Tasks and exercises =>
1. In the article on PPOs and HMOs below, how many respondents did the William M. Mercer survey include?
2. Translate this sentence from the article on PPOs and HMOs below into Spanish: "Enrollment in PPOs, in contrast, rose from 35 percent to 43 percent during this period."
3. Continue the article on PPOs and HMOs below, picking up after its final sentence.

Reading passage =>
════════════════

PPOs Gain Favor As HMOs' Appeal Wanes
An increasing number of employers prefer PPOs to HMOs. Two reasons: PPOs are avoiding some unpopular HMO features while adopting others that can save money.
As the 1990s got under way, many thought the future of American health care delivery lay in managed care, particularly in the health maintenance organization (HMO). Alas, HMOs are still garnering a large press, but mostly a negative one; they’re being particularly lambasted for depriving participants of much-needed, sometimes lifesaving care.
At the same time, another type of managed care—the preferred provider organization (PPO)—seems to be quietly winning favor with American employers, reveals a new survey released by William M. Mercer Inc. Mercer is a New York City–based consulting organization assisting employers in human resource strategies. The survey, which was conducted in 1999 according to rigorous statistical standards, included 3,166 respondents and represented some 600,000 employers offering health coverage to more than 90 million full- and part-time workers.
Enrollment in classic closed-panel HMOs, which requires participants to get referrals from primary care physician gatekeepers if they want to visit a specialist, has been flat at 30 percent during 1998 and 1999, the survey shows. In fact, enlistment in the open-ended HMO, or point-of-service plan (POS), which does away with the gatekeeper function, actually declined from 20 percent to 16 percent during these two years. Enrollment in PPOs, in contrast, rose from 35 percent to 43 percent during this period. What’s more, most of the employers surveyed foresaw these trends continuing through 2002.
One reason PPOs are being increasingly sought after by employers, the survey reveals, is that PPOs are avoiding, or at least toning down, some of the features that have made HMOs unpopular, such as requiring participants to get referrals to specialists from primary care physician gatekeepers and making doctors get the plan’s approval before starting a specific treatment.

════════════════

Dataset content =>
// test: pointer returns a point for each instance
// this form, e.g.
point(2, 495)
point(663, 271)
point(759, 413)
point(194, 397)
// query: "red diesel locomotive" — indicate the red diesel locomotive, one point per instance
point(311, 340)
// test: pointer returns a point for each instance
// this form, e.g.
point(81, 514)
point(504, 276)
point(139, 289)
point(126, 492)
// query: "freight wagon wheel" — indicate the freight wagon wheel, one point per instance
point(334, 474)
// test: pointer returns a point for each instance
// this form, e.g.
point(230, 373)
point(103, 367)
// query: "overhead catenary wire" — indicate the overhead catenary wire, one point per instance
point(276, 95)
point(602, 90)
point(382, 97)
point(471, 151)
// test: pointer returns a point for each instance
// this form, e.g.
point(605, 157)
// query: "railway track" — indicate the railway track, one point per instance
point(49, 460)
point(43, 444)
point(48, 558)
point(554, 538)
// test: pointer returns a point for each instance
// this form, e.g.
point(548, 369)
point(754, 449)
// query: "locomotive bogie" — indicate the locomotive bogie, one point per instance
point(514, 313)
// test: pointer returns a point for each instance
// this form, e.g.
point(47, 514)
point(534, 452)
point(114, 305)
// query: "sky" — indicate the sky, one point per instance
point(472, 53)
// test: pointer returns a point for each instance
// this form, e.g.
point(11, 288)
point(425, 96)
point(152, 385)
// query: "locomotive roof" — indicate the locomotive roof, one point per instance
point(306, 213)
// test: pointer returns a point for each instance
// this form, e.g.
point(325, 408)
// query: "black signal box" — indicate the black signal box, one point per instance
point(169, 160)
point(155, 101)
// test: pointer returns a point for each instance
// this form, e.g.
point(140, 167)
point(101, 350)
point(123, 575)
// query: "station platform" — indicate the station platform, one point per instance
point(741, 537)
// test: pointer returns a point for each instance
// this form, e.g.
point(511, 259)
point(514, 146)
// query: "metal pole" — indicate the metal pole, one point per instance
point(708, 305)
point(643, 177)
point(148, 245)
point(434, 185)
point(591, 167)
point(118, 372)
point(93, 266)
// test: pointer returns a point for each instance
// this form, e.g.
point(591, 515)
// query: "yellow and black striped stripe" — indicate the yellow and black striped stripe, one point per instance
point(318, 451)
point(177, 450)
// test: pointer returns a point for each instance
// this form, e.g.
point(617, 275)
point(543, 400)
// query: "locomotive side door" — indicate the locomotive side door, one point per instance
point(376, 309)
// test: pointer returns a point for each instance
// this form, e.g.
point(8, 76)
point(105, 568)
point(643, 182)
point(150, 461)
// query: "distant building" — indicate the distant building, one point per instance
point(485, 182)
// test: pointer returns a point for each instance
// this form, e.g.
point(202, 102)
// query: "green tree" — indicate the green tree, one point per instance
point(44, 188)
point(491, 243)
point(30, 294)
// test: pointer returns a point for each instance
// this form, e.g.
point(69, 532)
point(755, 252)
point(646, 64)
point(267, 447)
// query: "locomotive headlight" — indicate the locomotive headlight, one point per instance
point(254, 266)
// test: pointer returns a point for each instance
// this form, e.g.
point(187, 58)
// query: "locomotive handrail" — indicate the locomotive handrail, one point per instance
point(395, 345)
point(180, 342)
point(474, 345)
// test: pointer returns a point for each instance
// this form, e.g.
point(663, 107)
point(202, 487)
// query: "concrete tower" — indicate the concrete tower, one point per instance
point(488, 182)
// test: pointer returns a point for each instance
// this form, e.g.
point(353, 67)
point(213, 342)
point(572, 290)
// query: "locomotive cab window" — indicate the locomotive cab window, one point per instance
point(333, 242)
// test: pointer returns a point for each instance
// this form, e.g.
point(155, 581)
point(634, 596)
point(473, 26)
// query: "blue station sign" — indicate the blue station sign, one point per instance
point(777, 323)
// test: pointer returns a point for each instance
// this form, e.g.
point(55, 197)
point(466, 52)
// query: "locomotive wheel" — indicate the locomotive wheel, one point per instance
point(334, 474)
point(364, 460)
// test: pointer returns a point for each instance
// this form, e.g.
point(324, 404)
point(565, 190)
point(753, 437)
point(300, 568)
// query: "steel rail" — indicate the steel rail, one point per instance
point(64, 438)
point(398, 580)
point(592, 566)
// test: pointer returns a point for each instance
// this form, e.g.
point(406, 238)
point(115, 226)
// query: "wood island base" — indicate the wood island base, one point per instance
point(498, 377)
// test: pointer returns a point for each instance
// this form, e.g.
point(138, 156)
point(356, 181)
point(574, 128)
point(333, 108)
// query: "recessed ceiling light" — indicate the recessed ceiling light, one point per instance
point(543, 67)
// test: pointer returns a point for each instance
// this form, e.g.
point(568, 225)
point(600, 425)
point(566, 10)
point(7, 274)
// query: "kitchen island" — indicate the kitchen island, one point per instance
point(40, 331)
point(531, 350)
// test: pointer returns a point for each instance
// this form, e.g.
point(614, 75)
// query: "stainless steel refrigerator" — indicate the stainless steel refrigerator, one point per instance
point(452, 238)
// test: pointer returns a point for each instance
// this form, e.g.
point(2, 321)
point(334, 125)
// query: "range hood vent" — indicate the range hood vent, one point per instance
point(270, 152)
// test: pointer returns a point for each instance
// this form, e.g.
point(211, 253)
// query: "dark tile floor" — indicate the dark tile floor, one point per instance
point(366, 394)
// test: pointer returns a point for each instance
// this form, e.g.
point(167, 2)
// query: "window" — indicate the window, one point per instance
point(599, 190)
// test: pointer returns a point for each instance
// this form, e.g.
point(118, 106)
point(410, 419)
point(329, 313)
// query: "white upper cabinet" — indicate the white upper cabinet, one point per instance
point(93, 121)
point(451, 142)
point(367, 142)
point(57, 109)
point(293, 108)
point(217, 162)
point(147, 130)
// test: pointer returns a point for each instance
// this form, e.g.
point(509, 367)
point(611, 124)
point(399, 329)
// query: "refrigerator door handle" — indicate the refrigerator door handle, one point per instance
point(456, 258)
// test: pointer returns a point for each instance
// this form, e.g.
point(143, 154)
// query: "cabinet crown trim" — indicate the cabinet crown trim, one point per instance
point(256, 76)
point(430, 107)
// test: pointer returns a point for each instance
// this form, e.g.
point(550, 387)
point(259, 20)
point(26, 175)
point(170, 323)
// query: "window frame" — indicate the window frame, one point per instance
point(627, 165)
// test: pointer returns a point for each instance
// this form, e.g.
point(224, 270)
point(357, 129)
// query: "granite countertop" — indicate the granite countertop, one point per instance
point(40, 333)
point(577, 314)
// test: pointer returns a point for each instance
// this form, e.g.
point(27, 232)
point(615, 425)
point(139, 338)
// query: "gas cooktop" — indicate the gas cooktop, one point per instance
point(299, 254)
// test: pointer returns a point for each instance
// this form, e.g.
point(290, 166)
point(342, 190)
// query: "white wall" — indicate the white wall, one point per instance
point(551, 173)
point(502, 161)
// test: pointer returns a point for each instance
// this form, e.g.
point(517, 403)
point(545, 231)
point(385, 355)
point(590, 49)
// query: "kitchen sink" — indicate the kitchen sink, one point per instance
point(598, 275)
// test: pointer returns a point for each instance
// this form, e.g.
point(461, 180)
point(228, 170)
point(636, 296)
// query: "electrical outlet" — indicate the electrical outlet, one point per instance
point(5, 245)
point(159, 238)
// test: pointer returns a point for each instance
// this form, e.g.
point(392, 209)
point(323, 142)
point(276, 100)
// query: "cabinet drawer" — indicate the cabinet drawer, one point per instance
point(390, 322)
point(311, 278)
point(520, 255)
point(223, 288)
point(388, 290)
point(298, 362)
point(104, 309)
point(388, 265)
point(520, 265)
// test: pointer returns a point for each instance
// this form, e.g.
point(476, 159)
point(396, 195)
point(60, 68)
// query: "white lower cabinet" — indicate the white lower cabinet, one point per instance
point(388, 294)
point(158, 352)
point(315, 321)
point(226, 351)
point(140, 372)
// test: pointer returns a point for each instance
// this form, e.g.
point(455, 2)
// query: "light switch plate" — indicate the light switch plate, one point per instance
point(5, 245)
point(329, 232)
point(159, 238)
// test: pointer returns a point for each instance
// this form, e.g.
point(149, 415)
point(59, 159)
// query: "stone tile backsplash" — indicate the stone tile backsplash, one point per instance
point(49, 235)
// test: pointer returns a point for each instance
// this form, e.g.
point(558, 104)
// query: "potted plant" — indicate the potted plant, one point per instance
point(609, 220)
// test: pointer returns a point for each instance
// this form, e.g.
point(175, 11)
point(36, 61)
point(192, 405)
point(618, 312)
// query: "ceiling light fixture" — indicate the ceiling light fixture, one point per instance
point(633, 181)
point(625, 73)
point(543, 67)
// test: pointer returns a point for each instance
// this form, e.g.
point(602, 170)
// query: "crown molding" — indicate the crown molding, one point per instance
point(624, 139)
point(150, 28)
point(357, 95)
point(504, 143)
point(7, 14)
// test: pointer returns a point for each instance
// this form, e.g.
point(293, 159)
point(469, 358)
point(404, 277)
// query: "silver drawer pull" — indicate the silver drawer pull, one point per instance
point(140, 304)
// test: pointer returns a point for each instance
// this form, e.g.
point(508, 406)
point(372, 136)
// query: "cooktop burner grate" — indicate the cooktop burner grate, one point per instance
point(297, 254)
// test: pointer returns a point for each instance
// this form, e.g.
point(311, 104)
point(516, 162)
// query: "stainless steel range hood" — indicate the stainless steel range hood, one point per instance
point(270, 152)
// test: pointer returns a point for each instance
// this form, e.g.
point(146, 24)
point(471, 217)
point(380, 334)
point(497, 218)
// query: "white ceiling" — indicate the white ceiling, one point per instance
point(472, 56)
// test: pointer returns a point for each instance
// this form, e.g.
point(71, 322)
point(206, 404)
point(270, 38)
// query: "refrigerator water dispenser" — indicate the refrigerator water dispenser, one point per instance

════════════════

Your responses =>
1. 3,166 respondents

2. En cambio, la inscripción en las PPO aumentó del 35 por ciento al 43 por ciento durante este período.

3.
In contrast, it appears, more employers are courting PPOs because PPOs are adopting some of those elements of HMOs that dampen costs. For instance, PPOs are sharing risk with hospitals by paying a set amount per day or per diagnosis, no matter how many services are provided. This tactic, a cornerstone of HMO cost-management strategy, has proven effective in reducing inpatient costs. Still another example: PPOs have pirated HMOs’ cost-sharing strategy—the fixed-dollar employee copayment (generally $10). Because this copay is less than the copay of going outside the network, participants are more likely to use in-network doctors. Last year, 83 percent of PPO plans had an in-network copayment policy, something all but unheard of a decade ago.
Yet another ground for more employers—or at least for large employers—
favoring PPOs over HMOs has to do with concern over legal liability, the survey demonstrates, since one-fifth of those with 20,000 or more employees have been named in one or more legal actions related to medical care provided through one of the health plans with which they contract. In other words, large employers reason, since PPOs do not limit coverage to a closed panel of providers, PPOs are less likely to be sued than HMOs are, and if PPOs are less likely to be sued, then the employers contracting with them are less likely to be sued as well.
When Psychiatric News asked Mitchell Stein, manager of this Mercer survey, whether it had any mental health or behavioral health implications, he replied that Mercer had collected some data about mental health and behavioral health services during the survey, but the data divulged no particular trends.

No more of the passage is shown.